Each record is to be transcribed exactly.

-----

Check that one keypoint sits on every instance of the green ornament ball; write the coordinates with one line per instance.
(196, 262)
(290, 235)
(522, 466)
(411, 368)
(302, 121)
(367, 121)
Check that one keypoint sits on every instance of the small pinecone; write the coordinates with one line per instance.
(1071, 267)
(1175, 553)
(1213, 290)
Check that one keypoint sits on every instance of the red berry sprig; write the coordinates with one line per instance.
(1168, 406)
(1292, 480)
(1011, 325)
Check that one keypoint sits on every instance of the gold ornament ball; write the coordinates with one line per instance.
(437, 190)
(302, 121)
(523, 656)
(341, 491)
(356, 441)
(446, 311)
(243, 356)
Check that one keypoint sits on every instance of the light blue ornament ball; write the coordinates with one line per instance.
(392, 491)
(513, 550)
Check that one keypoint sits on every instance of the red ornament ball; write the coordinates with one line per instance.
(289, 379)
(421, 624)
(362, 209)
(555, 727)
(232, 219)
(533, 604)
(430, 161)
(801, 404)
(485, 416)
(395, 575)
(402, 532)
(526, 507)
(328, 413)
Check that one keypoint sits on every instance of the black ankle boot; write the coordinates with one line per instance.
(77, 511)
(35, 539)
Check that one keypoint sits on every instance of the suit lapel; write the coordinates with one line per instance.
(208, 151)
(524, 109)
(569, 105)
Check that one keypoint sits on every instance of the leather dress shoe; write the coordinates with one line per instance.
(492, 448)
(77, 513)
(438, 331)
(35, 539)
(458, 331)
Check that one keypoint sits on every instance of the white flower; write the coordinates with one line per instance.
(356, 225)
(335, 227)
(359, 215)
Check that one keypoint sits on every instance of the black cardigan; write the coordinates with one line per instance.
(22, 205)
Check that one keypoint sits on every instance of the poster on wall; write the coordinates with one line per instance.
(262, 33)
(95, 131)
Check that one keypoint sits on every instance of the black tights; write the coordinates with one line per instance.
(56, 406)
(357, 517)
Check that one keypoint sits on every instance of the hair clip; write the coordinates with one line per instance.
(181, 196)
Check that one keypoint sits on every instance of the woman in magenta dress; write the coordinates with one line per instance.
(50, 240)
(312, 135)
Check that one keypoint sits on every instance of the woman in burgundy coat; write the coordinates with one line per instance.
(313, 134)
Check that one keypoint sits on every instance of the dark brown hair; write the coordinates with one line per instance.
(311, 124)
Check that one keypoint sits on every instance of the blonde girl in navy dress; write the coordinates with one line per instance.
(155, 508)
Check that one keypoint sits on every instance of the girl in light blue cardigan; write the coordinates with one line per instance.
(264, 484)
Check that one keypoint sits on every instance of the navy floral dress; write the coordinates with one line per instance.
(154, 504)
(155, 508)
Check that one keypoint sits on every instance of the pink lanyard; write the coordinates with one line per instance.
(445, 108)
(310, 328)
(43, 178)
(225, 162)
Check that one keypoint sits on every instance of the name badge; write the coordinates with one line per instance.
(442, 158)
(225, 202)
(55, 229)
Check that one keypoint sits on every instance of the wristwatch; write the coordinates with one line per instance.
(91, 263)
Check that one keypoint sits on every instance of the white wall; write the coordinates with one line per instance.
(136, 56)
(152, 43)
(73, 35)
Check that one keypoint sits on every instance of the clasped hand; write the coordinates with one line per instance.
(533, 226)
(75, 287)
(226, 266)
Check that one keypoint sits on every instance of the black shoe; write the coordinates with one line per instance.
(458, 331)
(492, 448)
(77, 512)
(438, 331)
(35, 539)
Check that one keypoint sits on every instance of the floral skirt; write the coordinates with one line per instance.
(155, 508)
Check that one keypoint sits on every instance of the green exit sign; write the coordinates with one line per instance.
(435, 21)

-----

TASK RESULT:
Check that one keypoint sits on every instance of the green ornament ball; write the coordinates with one line per instance.
(196, 262)
(290, 235)
(522, 466)
(411, 368)
(302, 121)
(367, 121)
Check that one keypoint sits on every instance of the small pinecone; write the coordinates with one line per instance.
(1071, 267)
(1175, 553)
(1213, 290)
Check that one keypoint sits on every instance of the red berry sprig; write the coordinates with one line per instance.
(1168, 406)
(1292, 480)
(1011, 325)
Check that one keypoint sits on every instance of the gold ornament ball; write the coordinates with one line per instance.
(437, 190)
(302, 121)
(523, 656)
(341, 491)
(356, 441)
(446, 311)
(243, 356)
Check that one keypoint sits on every instance of the light blue ornament ball; write the coordinates with one line per instance.
(392, 491)
(513, 550)
Check that one keypoint sits on every instance of the red ornament ball; write the coordinates with one line per instance.
(289, 379)
(421, 624)
(362, 209)
(555, 727)
(232, 219)
(533, 604)
(430, 161)
(801, 404)
(485, 416)
(395, 575)
(402, 532)
(526, 507)
(328, 413)
Check that one keypoint sits on every instance of the black ankle boot; write the coordinates with one line per instance.
(77, 511)
(35, 539)
Check that one keypoint sits on every instance of the suit lapel; write the coordinates with one line per instance.
(208, 151)
(524, 109)
(569, 105)
Check that one keypoint sits on every instance of the leather dress shoe; write the coordinates with one line per instance.
(492, 448)
(77, 513)
(438, 331)
(35, 539)
(458, 331)
Check that one keypoint sits on every instance of the white flower; write the coordinates with one line per instance.
(356, 225)
(335, 227)
(359, 215)
Check that one keypoint sits on every instance of the black cardigan; write the coordinates with one line per instance.
(22, 205)
Check that one keypoint sits on every instance of the poster on wall; write the coordinates with one line per instance.
(262, 33)
(95, 131)
Check that one keypoint sits on every instance of the black tights; write the coordinates with one line per instance.
(56, 406)
(357, 517)
Check that one keypoint sits on every instance of the hair clip; write the coordinates with one line per instance.
(181, 196)
Check that one keypoint sits on every instance of the woman in magenta dress; write the coordinates with one line per instance.
(50, 240)
(312, 135)
Check that one keypoint sits on every instance of the woman in burgundy coat; write the coordinates with one line per instance.
(313, 134)
Check that one keypoint sits on every instance of the dark brown hair; write the coordinates with one line per instance.
(311, 124)
Check that one keypoint sits on every instance of the blonde girl in navy dress; write the coordinates with one line per instance.
(155, 508)
Check that one keypoint sits on every instance of the girl in light blue cardigan; write the coordinates with one line per instance.
(264, 484)
Check that one keypoint sits on every instance of the navy floral dress; write the coordinates with one line per instance.
(154, 504)
(155, 508)
Check that one keypoint sits on every instance of the pink lanyard; write the coordinates with one line per instance.
(445, 108)
(310, 328)
(43, 178)
(225, 162)
Check that one keypoint sits on every instance of the name badge; write the coordinates with one line per instance.
(442, 158)
(225, 202)
(55, 229)
Check that one keypoint sits on every instance of the wristwatch; write the coordinates with one line per instance.
(91, 263)
Check that one keypoint sits on every instance of the white wall; write the coordinates with one line per instance.
(136, 56)
(152, 43)
(73, 35)
Check that one keypoint sits on every instance of the clasped hand; write the coordinates with one line per instance.
(533, 226)
(75, 287)
(226, 266)
Check that one keypoint sits on every instance of the black shoe; write the coordinates with one line per instance.
(458, 331)
(492, 448)
(77, 512)
(438, 331)
(35, 539)
Check that one keypoint sits on every instance of the floral skirt; write the coordinates with one line per instance.
(155, 508)
Check that one keypoint sits on every instance of the green exit sign; write the coordinates with one line per instance.
(435, 21)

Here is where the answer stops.